Herman Hoeksema’s criticism of my sermon on Proverbs 3:33 occasioned a delightful exchange between him and his son, Prof. Homer Hoeksema. Herman Hoeksema usually was the last critic. He had the final word. One of his criticisms of my sermon on the proverb was that it had only two points. (Proverbs lend themselves to two points to the inexpert and inexperienced preacher.) Herman Hoeksema proposed three points. Homer Hoeksema then did something unusual. With filial reverence and professional courtesy, he invariably deferred to his father. This time, he spoke up, coming to my defense (which endeared him to me). Addressing his father, he said, “You preached on this text once, and you had only two points.” Herman Hoeksema considered this discrepancy for a moment, and then responded: “Well, when Dave has been a minister for forty years he also may preach it with only two points.”
Hoeksema’s instruction was not limited to the classroom, or to the subjects in the curriculum. He regarded all aspects of seminary training as properly his concern. He was teaching with a view to the lifelong ministry of his student. And he was observant.

Extracted records:
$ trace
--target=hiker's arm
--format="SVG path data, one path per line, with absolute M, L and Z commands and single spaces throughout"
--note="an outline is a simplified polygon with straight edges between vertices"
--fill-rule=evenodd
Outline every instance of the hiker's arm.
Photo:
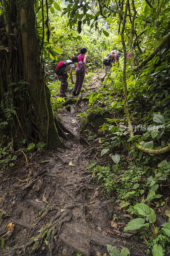
M 84 63 L 84 69 L 85 69 L 85 72 L 87 75 L 88 74 L 88 72 L 87 72 L 87 65 L 86 64 L 86 60 L 87 60 L 87 55 L 85 55 L 84 57 L 83 63 Z
M 70 70 L 70 77 L 71 80 L 71 83 L 73 84 L 74 84 L 74 82 L 73 81 L 73 74 L 72 74 L 74 68 L 74 67 L 72 67 Z

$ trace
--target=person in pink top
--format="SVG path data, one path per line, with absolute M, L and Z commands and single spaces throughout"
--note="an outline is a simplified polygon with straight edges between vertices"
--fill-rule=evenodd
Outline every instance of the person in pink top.
M 86 55 L 87 52 L 87 49 L 83 47 L 80 49 L 81 54 L 78 56 L 78 64 L 75 69 L 75 83 L 71 94 L 74 96 L 78 96 L 80 94 L 84 79 L 85 73 L 87 75 L 88 74 L 86 64 L 87 56 Z M 82 67 L 79 67 L 79 63 L 81 61 L 81 63 L 83 63 Z

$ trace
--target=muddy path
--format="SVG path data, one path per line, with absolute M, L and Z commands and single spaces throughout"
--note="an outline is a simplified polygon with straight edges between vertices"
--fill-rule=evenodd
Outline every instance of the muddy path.
M 89 92 L 101 85 L 101 74 L 96 76 Z M 116 195 L 103 193 L 87 169 L 92 160 L 101 160 L 98 147 L 80 140 L 82 119 L 76 115 L 88 103 L 81 100 L 72 105 L 74 113 L 64 109 L 58 113 L 74 135 L 66 134 L 67 148 L 28 156 L 28 163 L 23 155 L 1 183 L 1 216 L 6 212 L 0 220 L 0 236 L 5 239 L 0 255 L 103 256 L 109 244 L 127 247 L 132 255 L 146 255 L 136 234 L 123 232 L 128 220 L 115 204 Z M 114 212 L 122 218 L 116 228 L 110 224 Z

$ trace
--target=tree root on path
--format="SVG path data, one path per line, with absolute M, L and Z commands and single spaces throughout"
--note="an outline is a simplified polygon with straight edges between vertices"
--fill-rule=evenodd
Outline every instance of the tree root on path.
M 71 105 L 68 105 L 66 107 L 66 109 L 67 111 L 69 111 L 71 114 L 73 114 L 75 112 L 75 109 L 73 106 Z
M 68 211 L 61 213 L 60 211 L 59 211 L 56 215 L 52 219 L 50 223 L 47 224 L 43 229 L 41 228 L 39 230 L 40 232 L 39 235 L 35 237 L 32 237 L 26 244 L 12 248 L 8 253 L 5 254 L 5 256 L 13 255 L 16 250 L 21 250 L 21 252 L 19 254 L 22 252 L 22 255 L 25 256 L 26 255 L 31 256 L 36 252 L 39 252 L 40 248 L 44 242 L 48 244 L 49 255 L 50 256 L 53 256 L 53 249 L 54 247 L 54 237 L 58 230 L 59 232 L 60 232 L 62 224 L 70 221 L 72 216 L 72 214 Z M 58 218 L 58 220 L 56 220 Z M 27 250 L 27 248 L 31 246 L 31 248 Z

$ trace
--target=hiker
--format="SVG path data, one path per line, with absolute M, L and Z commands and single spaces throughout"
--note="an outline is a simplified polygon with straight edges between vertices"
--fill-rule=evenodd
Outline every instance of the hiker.
M 117 62 L 118 63 L 118 67 L 120 66 L 119 58 L 119 56 L 120 55 L 123 55 L 124 54 L 124 52 L 117 52 L 117 50 L 114 50 L 115 51 L 115 54 L 116 55 Z
M 73 79 L 72 73 L 73 68 L 74 67 L 74 64 L 78 61 L 78 58 L 77 56 L 73 56 L 70 60 L 67 60 L 64 62 L 60 61 L 57 65 L 55 70 L 55 73 L 56 76 L 61 81 L 59 97 L 63 98 L 67 97 L 65 93 L 67 92 L 68 84 L 67 79 L 68 77 L 68 73 L 69 70 L 70 70 L 70 76 L 71 83 L 73 84 L 74 84 L 74 82 Z
M 103 68 L 104 69 L 104 75 L 101 79 L 102 82 L 103 82 L 105 77 L 107 78 L 111 75 L 112 71 L 110 69 L 112 66 L 112 64 L 117 62 L 114 54 L 114 51 L 111 51 L 110 53 L 106 54 L 103 60 Z
M 85 47 L 80 49 L 80 54 L 78 56 L 78 64 L 75 69 L 75 83 L 73 87 L 72 95 L 78 96 L 80 94 L 84 79 L 85 73 L 87 75 L 86 61 L 87 56 L 86 55 L 87 49 Z

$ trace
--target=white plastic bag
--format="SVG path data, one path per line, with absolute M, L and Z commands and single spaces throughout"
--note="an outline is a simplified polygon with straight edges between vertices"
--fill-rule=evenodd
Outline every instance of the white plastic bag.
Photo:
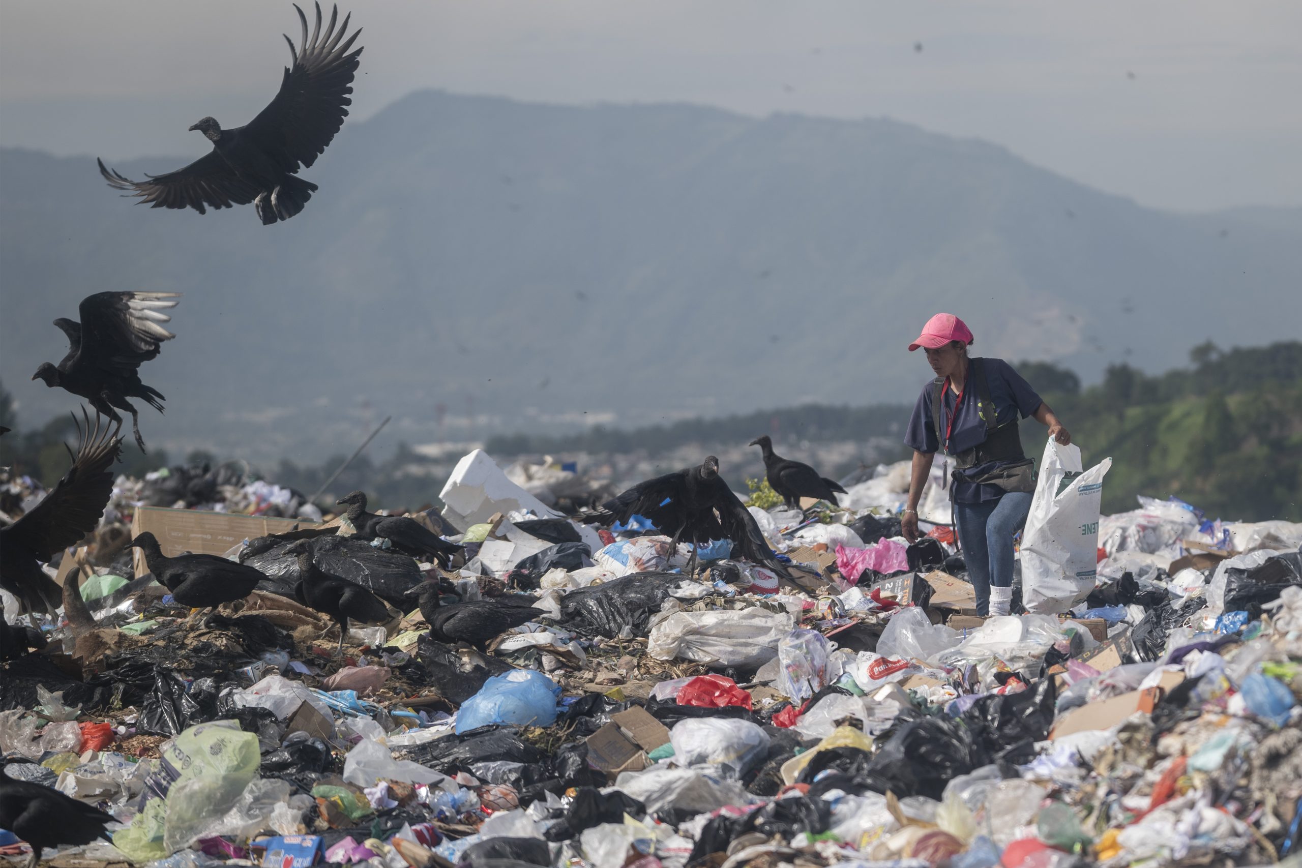
M 1044 446 L 1026 530 L 1022 532 L 1022 605 L 1027 612 L 1060 614 L 1094 590 L 1099 552 L 1099 501 L 1104 458 L 1081 471 L 1081 449 Z
M 759 606 L 674 612 L 658 616 L 647 651 L 656 660 L 680 657 L 723 666 L 759 666 L 777 656 L 777 643 L 793 625 L 786 612 Z
M 712 765 L 729 778 L 741 778 L 768 751 L 768 733 L 750 721 L 730 717 L 689 717 L 669 730 L 673 761 Z

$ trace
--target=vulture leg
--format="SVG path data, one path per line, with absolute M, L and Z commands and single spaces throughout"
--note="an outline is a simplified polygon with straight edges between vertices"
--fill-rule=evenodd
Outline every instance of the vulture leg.
M 105 401 L 112 403 L 118 410 L 126 410 L 128 413 L 132 414 L 132 432 L 135 435 L 135 445 L 141 448 L 141 452 L 145 452 L 146 450 L 145 437 L 141 436 L 141 414 L 137 413 L 135 407 L 133 407 L 132 402 L 128 401 L 126 398 L 113 400 L 113 396 L 108 394 L 107 392 L 103 394 L 103 397 Z M 113 420 L 121 422 L 122 418 L 115 413 Z

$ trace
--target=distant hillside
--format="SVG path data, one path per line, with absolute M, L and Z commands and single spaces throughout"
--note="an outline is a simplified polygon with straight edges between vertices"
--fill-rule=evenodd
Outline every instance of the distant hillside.
M 941 308 L 978 351 L 1087 381 L 1302 312 L 1302 211 L 1157 212 L 892 121 L 419 92 L 306 177 L 309 208 L 266 229 L 133 207 L 89 156 L 0 151 L 0 380 L 23 424 L 70 407 L 29 377 L 62 355 L 49 321 L 102 289 L 186 294 L 145 377 L 168 396 L 151 444 L 307 462 L 388 413 L 376 454 L 907 401 L 927 370 L 904 347 Z

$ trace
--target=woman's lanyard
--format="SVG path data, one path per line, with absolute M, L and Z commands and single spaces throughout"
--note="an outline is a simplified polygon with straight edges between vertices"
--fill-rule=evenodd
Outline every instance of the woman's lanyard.
M 971 379 L 971 377 L 969 377 L 969 379 Z M 945 379 L 945 388 L 940 392 L 940 413 L 941 414 L 944 414 L 944 411 L 945 411 L 945 392 L 948 392 L 953 387 L 950 385 L 949 379 L 947 377 Z M 941 487 L 941 489 L 944 489 L 944 488 L 947 488 L 949 485 L 949 437 L 954 432 L 954 419 L 958 418 L 958 407 L 962 406 L 962 403 L 963 403 L 963 394 L 966 394 L 966 393 L 967 393 L 967 381 L 965 380 L 963 381 L 963 388 L 958 392 L 958 397 L 954 398 L 954 409 L 953 409 L 953 413 L 949 414 L 949 422 L 945 423 L 945 459 L 944 459 L 944 463 L 941 463 L 941 466 L 940 466 L 940 480 L 941 480 L 940 481 L 940 487 Z

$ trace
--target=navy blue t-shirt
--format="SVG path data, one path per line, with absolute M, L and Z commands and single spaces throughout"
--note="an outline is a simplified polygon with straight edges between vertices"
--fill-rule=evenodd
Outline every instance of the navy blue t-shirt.
M 1040 396 L 1022 379 L 1021 373 L 1013 370 L 1013 366 L 1004 359 L 982 359 L 982 366 L 986 370 L 990 400 L 995 405 L 999 426 L 1012 422 L 1017 418 L 1017 414 L 1021 414 L 1025 419 L 1039 410 L 1042 403 Z M 927 385 L 922 387 L 922 394 L 918 396 L 918 403 L 914 406 L 913 416 L 909 419 L 909 429 L 904 435 L 906 445 L 924 453 L 940 452 L 940 439 L 936 436 L 936 428 L 931 418 L 931 396 L 935 392 L 934 383 L 935 380 L 927 380 Z M 949 448 L 945 449 L 950 455 L 957 455 L 986 441 L 986 423 L 982 422 L 980 415 L 976 413 L 976 384 L 973 380 L 970 368 L 967 383 L 963 384 L 963 402 L 958 407 L 958 416 L 954 418 L 954 401 L 957 401 L 958 396 L 949 388 L 948 383 L 945 384 L 944 407 L 940 411 L 940 433 L 943 436 L 945 433 L 944 428 L 950 427 Z M 950 426 L 952 418 L 953 426 Z M 1001 463 L 1009 462 L 990 461 L 984 465 L 969 467 L 962 471 L 962 475 L 976 478 L 988 470 L 999 467 Z M 1003 496 L 1004 489 L 999 485 L 983 485 L 963 480 L 954 483 L 956 504 L 980 504 L 999 500 Z

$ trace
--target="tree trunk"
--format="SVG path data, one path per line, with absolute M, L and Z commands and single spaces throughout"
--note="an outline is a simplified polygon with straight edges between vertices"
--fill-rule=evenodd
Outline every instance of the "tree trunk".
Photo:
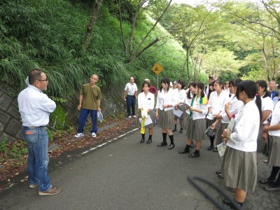
M 88 25 L 87 34 L 83 46 L 83 49 L 85 51 L 87 50 L 88 46 L 90 45 L 90 38 L 92 38 L 92 27 L 97 19 L 98 11 L 102 5 L 102 1 L 103 0 L 95 0 L 94 6 L 93 6 L 93 10 L 90 18 L 90 23 Z

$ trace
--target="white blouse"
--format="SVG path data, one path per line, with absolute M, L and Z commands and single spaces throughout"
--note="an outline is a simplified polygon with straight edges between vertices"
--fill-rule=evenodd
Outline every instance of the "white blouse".
M 178 90 L 178 88 L 177 88 Z M 176 104 L 178 103 L 185 103 L 185 100 L 186 100 L 186 90 L 181 90 L 180 91 L 178 91 L 178 90 L 176 91 Z M 180 104 L 179 106 L 182 106 L 183 104 Z
M 207 104 L 200 104 L 200 97 L 199 99 L 197 99 L 196 96 L 195 97 L 195 101 L 193 102 L 192 107 L 200 109 L 202 111 L 202 113 L 192 111 L 192 120 L 204 119 L 208 112 Z
M 187 90 L 187 91 L 188 91 L 188 90 Z M 187 92 L 187 93 L 188 93 L 188 92 Z M 186 94 L 186 99 L 185 99 L 184 103 L 185 103 L 185 104 L 189 104 L 189 105 L 190 106 L 190 104 L 191 104 L 191 103 L 192 103 L 192 92 L 190 92 L 190 95 L 191 99 L 188 98 L 188 97 L 187 97 L 187 94 Z M 186 109 L 186 112 L 187 113 L 190 114 L 190 110 Z
M 158 97 L 157 97 L 157 104 L 155 105 L 155 108 L 160 108 L 160 110 L 163 110 L 162 105 L 172 105 L 169 108 L 165 108 L 164 111 L 172 110 L 174 106 L 176 105 L 176 97 L 173 93 L 172 89 L 169 89 L 169 91 L 164 92 L 163 89 L 162 91 L 159 90 L 158 92 Z
M 209 101 L 208 103 L 208 107 L 211 108 L 211 113 L 213 115 L 217 115 L 225 110 L 225 104 L 230 98 L 227 93 L 223 90 L 218 96 L 216 91 L 212 92 L 210 94 Z M 214 117 L 208 115 L 207 118 L 209 120 L 214 120 Z
M 278 123 L 280 123 L 280 102 L 276 104 L 274 109 L 272 111 L 272 118 L 270 122 L 270 125 L 274 125 Z M 270 136 L 280 136 L 280 130 L 269 130 L 268 134 Z
M 138 95 L 138 108 L 144 110 L 153 110 L 155 107 L 155 95 L 148 92 L 147 95 L 145 95 L 144 92 Z
M 263 98 L 262 97 L 263 96 L 260 97 L 260 99 L 262 99 L 262 111 L 264 111 L 265 110 L 272 111 L 273 108 L 274 107 L 274 104 L 273 104 L 272 99 L 269 97 L 267 97 L 265 98 Z M 267 123 L 267 119 L 265 119 L 265 122 L 263 122 L 262 124 L 266 125 Z
M 226 103 L 227 102 L 232 103 L 229 109 L 230 113 L 231 114 L 237 114 L 238 111 L 240 110 L 240 108 L 242 107 L 242 106 L 244 105 L 241 101 L 237 99 L 237 98 L 235 97 L 235 94 L 234 94 L 231 95 L 231 97 Z M 227 117 L 225 108 L 223 110 L 221 115 L 222 115 L 222 120 L 221 120 L 222 123 L 229 123 L 230 119 Z
M 260 115 L 255 100 L 244 105 L 235 116 L 235 124 L 227 146 L 244 152 L 257 150 Z

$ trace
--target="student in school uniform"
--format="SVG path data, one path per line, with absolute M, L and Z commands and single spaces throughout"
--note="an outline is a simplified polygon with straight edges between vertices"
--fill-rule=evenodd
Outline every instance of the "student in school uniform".
M 263 187 L 265 190 L 277 192 L 280 191 L 280 102 L 275 105 L 271 120 L 268 120 L 263 130 L 268 132 L 271 142 L 268 164 L 272 169 L 270 176 L 260 180 L 259 183 L 267 185 Z
M 232 118 L 232 115 L 236 115 L 244 105 L 243 102 L 238 100 L 235 95 L 237 86 L 241 81 L 242 80 L 239 78 L 235 78 L 230 80 L 229 84 L 229 90 L 231 96 L 225 104 L 224 110 L 217 115 L 216 120 L 211 126 L 211 129 L 214 130 L 216 127 L 216 125 L 221 121 L 221 126 L 216 131 L 216 138 L 217 144 L 223 142 L 223 132 L 225 129 L 227 128 L 228 124 Z M 223 178 L 223 175 L 222 174 L 220 170 L 216 171 L 216 174 L 218 175 L 218 177 Z
M 153 141 L 153 127 L 155 122 L 155 113 L 153 110 L 155 107 L 155 95 L 149 92 L 150 84 L 149 81 L 145 80 L 142 85 L 143 92 L 138 95 L 138 108 L 141 111 L 141 117 L 145 118 L 146 113 L 150 117 L 153 123 L 146 126 L 148 129 L 149 137 L 146 144 L 150 144 Z M 140 143 L 145 141 L 145 132 L 144 134 L 141 132 L 142 138 Z
M 213 84 L 215 91 L 211 93 L 208 102 L 208 114 L 206 122 L 206 128 L 215 122 L 216 116 L 225 109 L 225 104 L 229 99 L 229 94 L 223 90 L 223 83 L 221 80 L 216 80 Z M 221 123 L 219 122 L 216 125 L 217 130 L 219 130 L 220 126 Z M 217 148 L 214 148 L 214 146 L 215 135 L 209 137 L 210 146 L 208 147 L 208 150 L 213 150 L 214 152 L 218 152 Z
M 157 104 L 155 106 L 155 116 L 158 118 L 158 125 L 162 129 L 162 142 L 158 146 L 167 145 L 167 136 L 169 136 L 170 145 L 169 150 L 175 147 L 174 135 L 172 130 L 174 120 L 174 107 L 176 104 L 173 90 L 170 90 L 170 79 L 164 77 L 161 80 L 161 87 L 158 92 Z
M 235 204 L 242 208 L 248 190 L 254 190 L 257 182 L 257 137 L 262 118 L 261 99 L 252 80 L 241 82 L 236 92 L 244 105 L 234 117 L 232 134 L 225 130 L 227 143 L 222 162 L 222 172 L 227 187 L 235 189 Z M 230 136 L 228 137 L 228 135 Z M 232 205 L 223 200 L 225 204 Z
M 195 82 L 190 82 L 190 85 L 188 85 L 188 89 L 186 90 L 187 94 L 184 103 L 188 104 L 189 106 L 190 106 L 193 95 L 195 94 Z M 190 118 L 190 110 L 186 108 L 186 112 L 184 114 L 185 115 L 183 117 L 183 127 L 184 130 L 186 130 L 186 134 L 188 134 L 190 132 L 190 129 L 192 127 L 192 125 L 190 124 L 192 122 L 191 119 Z M 180 150 L 179 154 L 185 154 L 190 153 L 190 149 L 189 149 L 190 146 L 188 146 L 188 139 L 186 140 L 186 148 L 183 150 Z M 193 144 L 192 141 L 192 144 L 190 144 L 190 148 L 192 147 L 193 147 Z
M 173 85 L 174 85 L 174 84 L 173 84 Z M 179 109 L 181 111 L 183 111 L 183 113 L 184 113 L 184 111 L 185 111 L 185 108 L 183 106 L 183 103 L 185 102 L 186 97 L 186 90 L 184 89 L 185 87 L 186 87 L 185 82 L 183 80 L 179 80 L 178 82 L 177 88 L 176 88 L 177 91 L 176 91 L 176 104 L 175 105 L 174 108 Z M 174 92 L 175 94 L 175 91 Z M 177 121 L 178 119 L 180 125 L 181 125 L 180 133 L 183 133 L 183 117 L 184 117 L 183 113 L 182 114 L 182 115 L 180 118 L 178 118 L 178 116 L 174 115 L 174 126 L 175 126 L 175 127 L 173 129 L 172 132 L 174 132 L 177 131 Z
M 266 154 L 268 152 L 265 147 L 267 139 L 262 138 L 263 127 L 267 123 L 267 119 L 273 111 L 274 104 L 272 99 L 270 97 L 270 93 L 267 90 L 267 83 L 265 80 L 258 80 L 255 82 L 258 87 L 258 94 L 262 99 L 262 118 L 260 120 L 259 133 L 258 135 L 258 149 L 257 153 L 263 153 Z M 266 132 L 265 131 L 265 132 Z
M 190 106 L 187 108 L 190 111 L 190 128 L 187 130 L 187 144 L 180 154 L 189 153 L 192 141 L 195 140 L 196 146 L 195 153 L 188 155 L 189 158 L 198 158 L 200 156 L 202 140 L 206 139 L 204 132 L 206 130 L 205 116 L 207 113 L 207 98 L 204 94 L 204 84 L 196 82 L 195 85 L 194 95 Z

Brief 1:
In the excerpt about Herman Hoeksema, how many points did he propose for the sermon on Proverbs 3:33?
Brief 2:
Translate this sentence from the excerpt about Herman Hoeksema into Spanish: "He was teaching with a view to the lifelong ministry of his student."
Brief 3:
Carry on the excerpt about Herman Hoeksema from its final sentence.
The records are separate material and have no connection to the excerpt about Herman Hoeksema.

Answer box 1:
He proposed three points.

Answer box 2:
Enseñaba con miras al ministerio de toda la vida de su estudiante.

Answer box 3:
Occasionally, I would speak a word of edification as a seminary student in the old First Church at the corner of Fuller and Franklin in Grand Rapids. This was daunting. Hoeksema would be prominently in the audience. The church was historic. Even the vast, impressive auditorium was intimidating to a seminarian. Late one Sunday afternoon, living away from my mother and as yet without a wife, I dressed for my appointment in First Church in an appropriate black suit and, without giving the matter any thought whatever, in a pair of white, athletic socks.
The next morning at the seminary, over coffee, Hoeksema matter-of-factly remarked, “Your sermon last night was good, but I would not wear white socks on the pulpit, if I were you.”
Shortly after I began seminary, Hoeksema made it clear that he strongly disapproved of seminarians marrying while in school. “It detracts from their studies.” During my last year, with a studied casualness that did not fool me, he indicated that he did not think it wise for a seminary graduate to take a charge unmarried. He spoke vaguely of the possibility of “talk.”
Did he stop to consider that his program for the marriage of a seminary student gave the student a brief, four-month window to carry out the marital program—sometime between early June, when he graduated, and early October of the same year, when he would be ordained?
Did it enter his calculations that a young woman would necessarily be involved, who might have a program of her own?
And a mother-in-law?
His timetable was the best for the ministry and, therefore, should be followed. Furthermore, he had done it.
I could assure him that I would be married in the prescribed period. His hearty congratulations did not quite hide his relief.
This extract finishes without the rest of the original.